* Selected extract

============

Reuters/Toby Melville
Where sweeping is sexy.
CHESS ON ICE

What’s new in curling? High-tech brooms, buff bods, and doping allegations

By Steve Mollman

You might assume that little has changed in the world of curling, a winter sport tracing back to medieval Scotland. That would be wrong. As in other sports, mounting competitive pressure and new technology are taking their toll on the game.

Consider the nerve-racking broom controversy of 2015. Purists railed against the introduction of high-tech brooms—with their special fabric and carbon-fiber shafts—which they argued made it too easy to influence the stone as it headed toward the target.

Yes, curling involves brooms, which you’d know if you’d seen Men with Brooms, a 2002 Canadian film that didn’t do well. Squeegee-like brooms, to be precise. Players referred to as sweepers frantically sweep the ice in front of the slowly gliding stone. They do not look silly at all. Unfortunately the new brooms made their efforts a little too effective, so the World Curling Federation stepped in with new rules restricting the types of brooms allowed (paywall). Now, fans can rest assured that sweeping has just the right mix of futility and industriousness.

Reuters/Cathal McNaughton
Seriously.

Though it survived that scandal, the sport—nicknamed “chess on ice”—has faced other threats, including this week at the Winter Olympics in South Korea. Alexander Krushelnitsky, a curling athlete from Russia who had won a bronze medal with his wife in mixed doubles at Pyeongchang, left the games after suspicions arose he used the banned substance meldonium to gain an advantage. That’s right: These days curling has its very own doping allegations, including in past competitions at the Paralympics.

The use of banned substances is egregious to the many fans for whom curling and beer-drinking go together. Chugging brews does the opposite of enhancing one’s performance, so ingesting something to boost it seems perverse. Olympic athletes can be forgiven for not drinking beer while competing for medals, of course, but surely it’s wrong to go to the other end of the spectrum.

Elite curlers, of course, want their sport to be taken seriously. “It’s not just out-of-shape people eating pizza and drinking beer to pass the winter,” Craig Brown, an alternate on the 2014 US Olympic men’s curling team, told NBC in December. As if to prove his point, there’s now the 2018 Men of Curling Calendar, featuring buff players with ripped abs (paywall).

============

* Instructions
1. According to the curling article, why did the World Curling Federation bring in rules restricting which brooms could be used? Answer in one to three sentences.
2. In the curling article, which banned substance was Alexander Krushelnitsky suspected of using?
3. Reproduce word for word the passage of the curling article starting at "Elite curlers, of" and ending at "players with ripped abs (paywall).".
The lines that come after this have no connection to the curling article.

* Data block
============

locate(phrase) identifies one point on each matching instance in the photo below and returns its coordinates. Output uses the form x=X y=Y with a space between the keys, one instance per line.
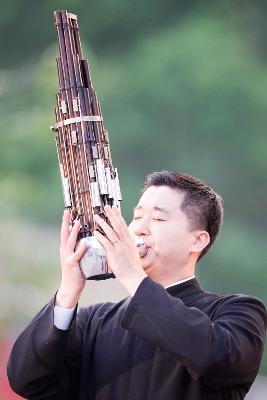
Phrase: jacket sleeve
x=222 y=352
x=45 y=361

============

* Responses for each task
1. Purists objected that the new high-tech brooms, with their special fabric and carbon-fiber shafts, made it too easy to influence the stone as it traveled toward the target. The brooms made the sweepers' efforts a little too effective, so the federation limited the types allowed.

2. Meldonium.

3.
Elite curlers, of course, want their sport to be taken seriously. “It’s not just out-of-shape people eating pizza and drinking beer to pass the winter,” Craig Brown, an alternate on the 2014 US Olympic men’s curling team, told NBC in December. As if to prove his point, there’s now the 2018 Men of Curling Calendar, featuring buff players with ripped abs (paywall).